* _Data supplied_:
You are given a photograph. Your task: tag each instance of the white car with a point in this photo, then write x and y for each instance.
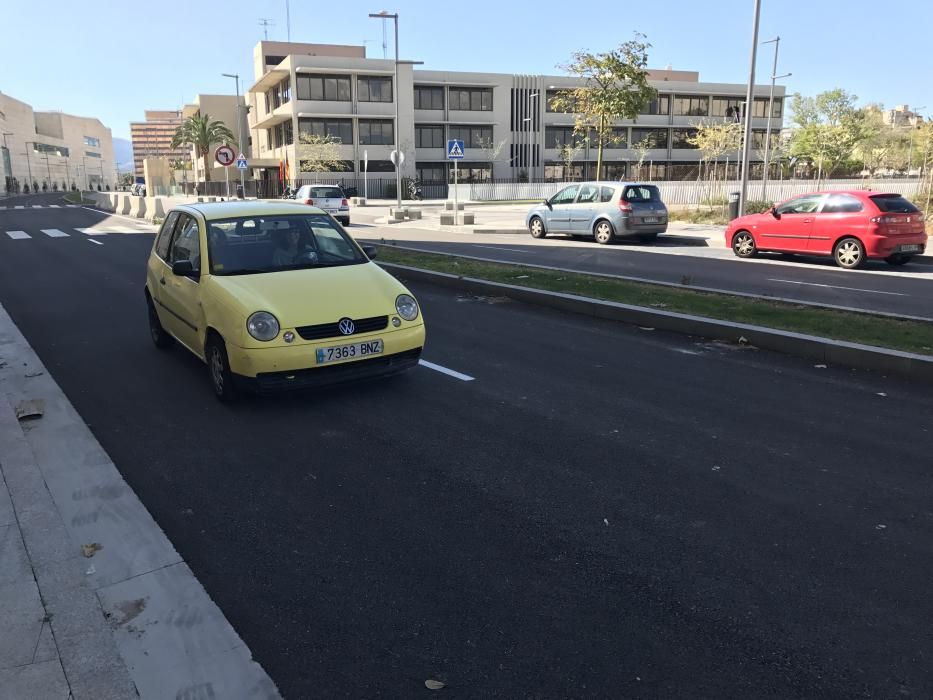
(330, 198)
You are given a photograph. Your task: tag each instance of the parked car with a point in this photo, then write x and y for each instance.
(603, 210)
(275, 296)
(330, 198)
(852, 226)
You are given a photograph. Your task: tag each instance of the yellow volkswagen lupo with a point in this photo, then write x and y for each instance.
(276, 296)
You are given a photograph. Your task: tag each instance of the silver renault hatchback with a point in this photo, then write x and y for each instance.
(603, 210)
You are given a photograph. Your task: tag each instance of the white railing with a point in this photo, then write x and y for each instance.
(692, 193)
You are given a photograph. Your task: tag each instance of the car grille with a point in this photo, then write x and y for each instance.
(331, 330)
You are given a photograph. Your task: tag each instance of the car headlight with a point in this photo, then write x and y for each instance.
(263, 326)
(407, 307)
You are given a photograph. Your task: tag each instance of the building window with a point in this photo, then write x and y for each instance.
(341, 129)
(429, 97)
(377, 166)
(376, 132)
(471, 99)
(680, 138)
(326, 88)
(688, 106)
(652, 138)
(431, 172)
(371, 89)
(429, 136)
(472, 136)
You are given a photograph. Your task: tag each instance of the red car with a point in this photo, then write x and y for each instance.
(851, 225)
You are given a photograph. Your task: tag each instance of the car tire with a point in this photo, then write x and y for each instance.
(849, 253)
(743, 245)
(536, 227)
(218, 369)
(160, 338)
(603, 232)
(898, 259)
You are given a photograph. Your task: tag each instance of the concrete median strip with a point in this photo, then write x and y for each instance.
(88, 573)
(823, 350)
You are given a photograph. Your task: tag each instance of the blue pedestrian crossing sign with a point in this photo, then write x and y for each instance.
(454, 149)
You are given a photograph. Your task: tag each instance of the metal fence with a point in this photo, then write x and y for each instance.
(693, 193)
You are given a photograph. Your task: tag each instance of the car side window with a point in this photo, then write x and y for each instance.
(842, 204)
(566, 195)
(165, 235)
(807, 204)
(187, 245)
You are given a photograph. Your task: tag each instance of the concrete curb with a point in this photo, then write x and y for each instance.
(824, 350)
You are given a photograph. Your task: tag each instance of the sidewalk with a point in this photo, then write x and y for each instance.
(86, 575)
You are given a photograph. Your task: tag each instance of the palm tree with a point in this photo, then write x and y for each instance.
(202, 132)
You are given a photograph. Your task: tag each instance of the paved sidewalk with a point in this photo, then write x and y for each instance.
(95, 603)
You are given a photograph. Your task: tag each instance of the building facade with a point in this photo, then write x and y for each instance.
(510, 124)
(152, 138)
(52, 149)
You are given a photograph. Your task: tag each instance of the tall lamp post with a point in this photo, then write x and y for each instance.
(239, 138)
(774, 78)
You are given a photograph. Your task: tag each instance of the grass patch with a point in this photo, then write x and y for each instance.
(880, 331)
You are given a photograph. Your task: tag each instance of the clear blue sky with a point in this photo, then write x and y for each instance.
(114, 59)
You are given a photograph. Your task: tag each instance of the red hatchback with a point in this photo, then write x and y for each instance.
(851, 226)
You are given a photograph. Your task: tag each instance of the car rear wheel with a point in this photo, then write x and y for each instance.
(743, 245)
(898, 259)
(849, 253)
(536, 227)
(219, 369)
(160, 338)
(603, 232)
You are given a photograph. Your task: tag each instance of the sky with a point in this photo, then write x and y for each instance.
(114, 59)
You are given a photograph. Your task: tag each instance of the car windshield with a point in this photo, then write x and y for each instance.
(257, 244)
(894, 203)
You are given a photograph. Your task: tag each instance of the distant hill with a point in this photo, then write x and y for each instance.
(123, 154)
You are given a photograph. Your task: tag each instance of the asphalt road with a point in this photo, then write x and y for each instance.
(605, 511)
(906, 290)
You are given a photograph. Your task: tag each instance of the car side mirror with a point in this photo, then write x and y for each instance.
(183, 268)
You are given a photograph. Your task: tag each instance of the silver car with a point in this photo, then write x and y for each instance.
(603, 210)
(330, 198)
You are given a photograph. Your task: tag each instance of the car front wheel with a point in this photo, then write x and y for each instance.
(743, 245)
(536, 228)
(849, 253)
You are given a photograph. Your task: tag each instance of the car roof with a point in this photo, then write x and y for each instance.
(212, 211)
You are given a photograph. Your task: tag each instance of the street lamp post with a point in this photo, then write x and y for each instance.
(746, 142)
(398, 141)
(774, 78)
(239, 138)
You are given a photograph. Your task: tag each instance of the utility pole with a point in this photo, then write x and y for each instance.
(749, 102)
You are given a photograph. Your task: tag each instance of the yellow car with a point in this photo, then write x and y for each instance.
(276, 296)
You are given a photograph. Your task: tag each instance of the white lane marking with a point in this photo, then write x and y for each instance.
(495, 247)
(848, 289)
(444, 370)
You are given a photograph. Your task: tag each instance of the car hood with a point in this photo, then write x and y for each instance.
(315, 295)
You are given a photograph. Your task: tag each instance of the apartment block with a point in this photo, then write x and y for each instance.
(52, 149)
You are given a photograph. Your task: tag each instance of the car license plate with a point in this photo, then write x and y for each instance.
(353, 351)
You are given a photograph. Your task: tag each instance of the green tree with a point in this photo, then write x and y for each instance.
(203, 133)
(615, 86)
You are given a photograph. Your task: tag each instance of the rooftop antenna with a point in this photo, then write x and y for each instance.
(265, 23)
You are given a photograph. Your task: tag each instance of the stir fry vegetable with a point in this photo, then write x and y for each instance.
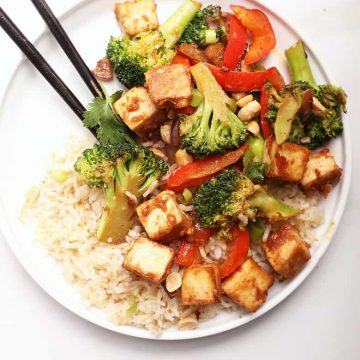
(198, 82)
(213, 128)
(131, 57)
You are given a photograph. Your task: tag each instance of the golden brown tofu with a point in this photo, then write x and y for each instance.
(137, 16)
(201, 285)
(248, 285)
(138, 111)
(162, 217)
(170, 84)
(286, 251)
(149, 260)
(321, 173)
(287, 161)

* _Problem requirements_: All records above are to be printed exactly, minus the pictures they contain.

* _Answer area_:
You are given a photograph. Your task: tag each instance of the white car with a point in this photo, then write x and y for each instance.
(330, 198)
You are given a photograph. Your task: tag each instance of the parked car with a point in this photo, then write x and y for each instance.
(603, 210)
(275, 296)
(330, 198)
(852, 226)
You are given a photograph. Your task: tag each instance of the yellow volkswagen lupo with a point in this photo, then write x and y for each instance.
(276, 296)
You are given a photograph. Your task: tag each instance of the silver renault hatchback with a point in this photo, then write x and y for each instance.
(603, 210)
You are given a photograph. Your task: tag each instance of the white railing with a point in this photo, then write x and y for each instance.
(692, 193)
You are given a photograph. Your task: tag each instance of the car grille with a point in this photo, then write x and y for each instance.
(331, 330)
You are given a photograph. Your task: tag each instance of the car headlight with a point in this photo, then write x and y for each instance.
(263, 326)
(407, 307)
You are given a photograph. Your task: tag each instance of the building window with a point in this photo, then write x and y for each instance.
(341, 129)
(429, 97)
(377, 166)
(376, 132)
(471, 99)
(680, 138)
(326, 88)
(688, 106)
(652, 138)
(431, 172)
(371, 89)
(429, 136)
(472, 136)
You are given a photograph. Your task: tag each instance of the red car with a point in this photo, then write x and y for each instance.
(851, 225)
You are given a photograph. Your task: tag each instance of the car tire with a point in this photo, then write x and y for each instance.
(849, 253)
(743, 245)
(536, 227)
(218, 369)
(160, 338)
(603, 232)
(898, 259)
You are given a photograph. Your task: tag each instance of the concrete median strip with a point in this photo, then write x and y for each instance.
(88, 573)
(823, 350)
You are given a photograph. Your task: tag each instance of the blue pedestrian crossing sign with a point in this photo, then write x and y for each instance.
(454, 149)
You are given a photograph. Your task: tag each instance of the metal fence with a point in this photo, then write x and y for each instance.
(693, 193)
You are given a photograph. Your task: tag each instance of the car side window with a point in this photo, then write x and y for each instance.
(842, 204)
(566, 195)
(165, 235)
(807, 204)
(187, 245)
You are given a photograph. Your task: tag each instance of the concrete curb with a point in this photo, then write x and y for each instance.
(824, 350)
You are given a photograph. Your task: tag each instance of the sidewalk with a point in this photo, then write x and y for each instance.
(86, 575)
You are given a photograph. Your task: tag each instance of the palm tree with a point in this photo, then write x and y for each instance.
(202, 132)
You are given a photograph. Your task: tag each instance of the paved sidewalk with a point in this photo, then write x and y for each instance.
(95, 603)
You are given a photograph. Your task: tag each instance of the building facade with a point in this photo, then write x and y for each instance.
(510, 124)
(152, 138)
(52, 149)
You are given a photograph. Your task: tag each instance of the tall lamp post with a point in this photo, then write x and y for each instance.
(239, 138)
(774, 78)
You are given a photograph. Your task: tag each instance of the grass patch with a point in this photo, then write x and y for each instance.
(880, 331)
You are given a photograph. Your task: tag each instance of the clear blue sky with a point in this photo, then write x and y for each instance.
(114, 59)
You are given a photograph. Your task: tag each instance of the red hatchback with a point in this photo, then write x and y for each instance.
(851, 226)
You are given a photograph. Your task: tag each instance of the car rear wheel with a point in this photo, then write x and y for each instance.
(743, 245)
(898, 259)
(849, 253)
(536, 227)
(219, 369)
(160, 338)
(603, 232)
You are given a photograph. Your task: tag each instance of the sky with a point in this photo, then write x and y for each instance.
(114, 59)
You are given a photograph. Your task: tag each instance of the car windshield with a point in this photo, then write x and y for each instance.
(257, 244)
(894, 203)
You are given a photograph. Your task: tag each instance of the distant hill with a point in this photo, then write x and y for each instance.
(123, 154)
You are given a photograph. Your task: tag each instance of the asphalt road with a point in this photo, then write x and y for each instance.
(605, 511)
(906, 290)
You are given a photograph. Your task: tag each instance of the car side mirror with a point in this photo, then write x and y for each instance.
(183, 268)
You are given a photograph. Your task: tag each instance of the silver car with a point in this photo, then write x and y for each instance.
(603, 210)
(330, 198)
You are given a photograph. Your task: tag each instance of the car front wheel with a point in this photo, then write x and y for each instance.
(743, 245)
(536, 228)
(849, 253)
You are given a photograph. Your task: tag each instance of the car roof with a point in this photo, then write x and y for each instance.
(212, 211)
You are given a photograph. Your task: tag each instance of the street lamp post with a point in this photo, then write x and y for each instance.
(746, 142)
(398, 141)
(774, 78)
(239, 138)
You are given a photograph. Your task: tag each instance of the utility pole with a point in this photo, then write x and y for each instance.
(749, 102)
You are given a photograph. Your task: tag each instance of the yellow car with a point in this photo, then write x and y for each instance.
(276, 296)
You are given a photograph. Your task: tag each instance of the white lane marking with a point in this photo, then write x and y for each instance.
(495, 247)
(848, 289)
(444, 370)
You are given a photograph. Your task: tag each instance of the car hood with a point in this photo, then write x and y for each instance.
(315, 295)
You are given a photograph. Your task: tag each instance of the apartment block with a point in this photo, then write x and y for each instance.
(52, 149)
You are given a photograph. Your task: tag each instance of the car license plate with a point in this photo, then write x and y for each instance.
(353, 351)
You are given a photograph. Your task: tag each instance of the green tree with a point in this photo, then write x and y for each instance.
(203, 133)
(615, 86)
You are given a photograph. Your task: tag each instance of the rooftop antenna with a point in this photo, then write x and y for each instance.
(265, 23)
You are given a photograph. Your task: tag each instance of the stir fry vegetable with a point in this photo, then write x and y for each instance.
(198, 82)
(213, 128)
(131, 57)
You are given a photograph. Your task: tag each instance of the golden brown tofu with a point in this photo, then write x and y for each instance.
(137, 16)
(201, 285)
(248, 285)
(138, 111)
(162, 217)
(170, 84)
(286, 251)
(149, 260)
(321, 173)
(287, 161)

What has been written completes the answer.